• _Text_

------------

When changes are made to the Liquor Licensing Act - and changes are inevitable - drinkers and their suppliers will only have themselves to blame when it becomes tougher and more expensive to get a drink.
Drink is my recreational drug of choice so, before anyone starts bellowing, I'm definitely not in the wowsers' camp.
I'm also well aware there are plenty of people who are more than capable of enjoying a bottle wine over a nice meal or a couple of glasses of beer after a hard day's work and who can leave it at that.
Most of us don't go out and get into fights or end up having the cops round after an alcohol-fuelled domestic.
I don't end up in A and E getting my stomach pumped out, and I haven't buried a friend who drank and drove and died. Although, to be fair, I did get a DIC back in the 90s so I'm not squeaky clean.
When the decision was made to lower the booze buying age to 18, I was all for it - for all the reasons we've heard before. You can marry, go to war, bear children and vote at the age of 18 - why on earth could you not have a drink?
I thought the naysayers were being alarmist, but it turned out the police, the health professionals and the youth agencies were right.
The lowering of the booze-buying age has in effect become a lowering of the drinking age and it has been a disaster.

------------

• _Raw data_

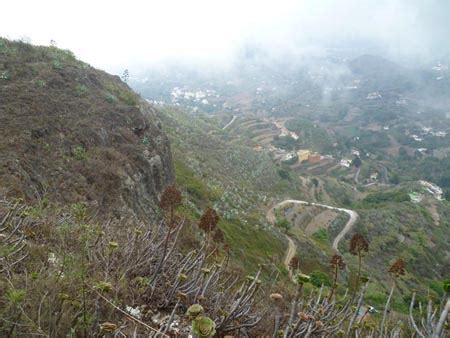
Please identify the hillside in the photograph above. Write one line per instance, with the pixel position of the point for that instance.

------------

• _Work to complete_
[A] Using the column above, decide whether each statement agrees with it. Answer yes or no, and quote the words that settle it. (i) The writer opposed lowering the buying age to 18. (ii) The writer calls drink a recreational drug of choice. (iii) The writer says the lowered buying age has worked out well.
[B] Answer these questions from the column:
(i) Which law does the writer expect to be changed?
(ii) To what age was the booze-buying age lowered?
(iii) Which groups does the writer say turned out to be right?
[C] Reproduce the column word for word, from "When the decision" up to and including "agencies were right.".

• _Answers to each task_
[A]
(i) No: "I was all for it"
(ii) Yes: "Drink is my recreational drug of choice"
(iii) No: "it has been a disaster"

[B]
(i) The Liquor Licensing Act
(ii) 18
(iii) The police, the health professionals and the youth agencies

[C]
When the decision was made to lower the booze buying age to 18, I was all for it - for all the reasons we've heard before. You can marry, go to war, bear children and vote at the age of 18 - why on earth could you not have a drink?
I thought the naysayers were being alarmist, but it turned out the police, the health professionals and the youth agencies were right.